### EXERCISE
Please rescale the entries from the line containing "of the weathered" through the final line of the entries, both included. Rewrite every line in that span, multiplying each pixel coordinate by 1.8 and rounding to a whole number, with halves rounded up, and leave all other text unchanged.

### DATASET CONTENT
****
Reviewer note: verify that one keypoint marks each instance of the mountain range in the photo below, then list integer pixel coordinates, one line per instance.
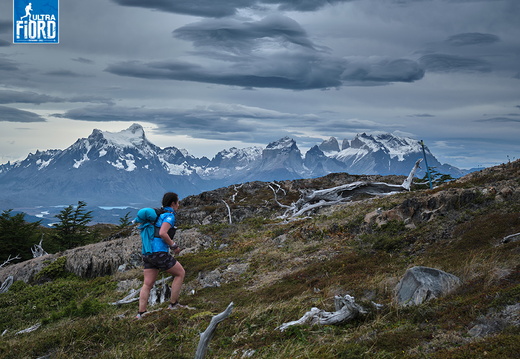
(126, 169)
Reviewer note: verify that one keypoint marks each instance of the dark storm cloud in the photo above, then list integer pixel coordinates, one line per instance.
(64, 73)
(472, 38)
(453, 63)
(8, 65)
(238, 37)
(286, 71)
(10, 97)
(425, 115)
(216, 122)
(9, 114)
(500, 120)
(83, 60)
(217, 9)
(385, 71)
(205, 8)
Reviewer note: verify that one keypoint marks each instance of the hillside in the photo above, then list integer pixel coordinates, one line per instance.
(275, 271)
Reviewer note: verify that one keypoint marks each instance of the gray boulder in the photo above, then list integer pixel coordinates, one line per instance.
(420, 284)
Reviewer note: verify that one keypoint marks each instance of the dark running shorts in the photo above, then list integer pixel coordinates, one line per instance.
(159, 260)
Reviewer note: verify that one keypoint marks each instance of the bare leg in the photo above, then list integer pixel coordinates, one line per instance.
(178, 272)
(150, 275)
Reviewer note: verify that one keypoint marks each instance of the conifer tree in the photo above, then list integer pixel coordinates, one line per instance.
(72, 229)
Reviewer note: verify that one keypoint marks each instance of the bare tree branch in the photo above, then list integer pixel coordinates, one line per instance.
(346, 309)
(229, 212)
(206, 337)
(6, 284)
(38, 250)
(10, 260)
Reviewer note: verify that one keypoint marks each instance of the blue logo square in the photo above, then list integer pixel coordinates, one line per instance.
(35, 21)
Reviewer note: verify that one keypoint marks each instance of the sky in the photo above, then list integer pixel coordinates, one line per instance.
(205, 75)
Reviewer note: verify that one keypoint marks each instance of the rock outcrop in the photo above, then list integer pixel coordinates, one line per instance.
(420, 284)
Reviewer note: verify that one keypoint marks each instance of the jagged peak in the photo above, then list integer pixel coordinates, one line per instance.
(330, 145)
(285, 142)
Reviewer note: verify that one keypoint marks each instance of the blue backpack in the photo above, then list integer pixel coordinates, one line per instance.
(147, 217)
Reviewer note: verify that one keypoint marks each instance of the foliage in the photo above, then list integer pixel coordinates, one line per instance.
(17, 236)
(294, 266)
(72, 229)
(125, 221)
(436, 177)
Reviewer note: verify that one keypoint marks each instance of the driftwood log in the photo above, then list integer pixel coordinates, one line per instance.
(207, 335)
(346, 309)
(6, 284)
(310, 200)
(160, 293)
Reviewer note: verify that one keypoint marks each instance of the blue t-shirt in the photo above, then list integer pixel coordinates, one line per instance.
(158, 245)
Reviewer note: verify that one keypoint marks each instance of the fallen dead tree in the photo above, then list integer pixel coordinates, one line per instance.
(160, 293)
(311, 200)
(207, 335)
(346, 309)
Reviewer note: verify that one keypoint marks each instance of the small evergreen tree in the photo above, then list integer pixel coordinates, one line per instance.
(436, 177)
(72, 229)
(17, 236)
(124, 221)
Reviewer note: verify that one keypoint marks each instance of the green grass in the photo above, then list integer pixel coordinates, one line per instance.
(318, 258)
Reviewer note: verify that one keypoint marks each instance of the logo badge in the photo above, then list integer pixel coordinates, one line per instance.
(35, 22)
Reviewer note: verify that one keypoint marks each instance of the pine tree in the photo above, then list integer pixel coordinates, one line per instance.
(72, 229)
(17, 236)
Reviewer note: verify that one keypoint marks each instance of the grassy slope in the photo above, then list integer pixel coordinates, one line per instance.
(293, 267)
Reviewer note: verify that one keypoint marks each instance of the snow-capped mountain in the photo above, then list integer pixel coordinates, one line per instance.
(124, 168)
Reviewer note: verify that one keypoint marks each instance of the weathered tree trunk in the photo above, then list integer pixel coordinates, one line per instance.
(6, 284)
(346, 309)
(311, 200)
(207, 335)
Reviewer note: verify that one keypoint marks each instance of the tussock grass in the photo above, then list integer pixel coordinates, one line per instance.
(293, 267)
****
### ANSWER FOR THIS EXERCISE
Reviewer note: verify that one keypoint marks each instance of the weathered tree trunk in the photo above, then list integer pixel coordinates, one line per instance.
(11, 511)
(623, 556)
(560, 360)
(373, 603)
Reviewer note: verify that one keypoint marks each instance of the tussock grass in the photo above, then list integer pixel coordinates, one line per instance.
(527, 481)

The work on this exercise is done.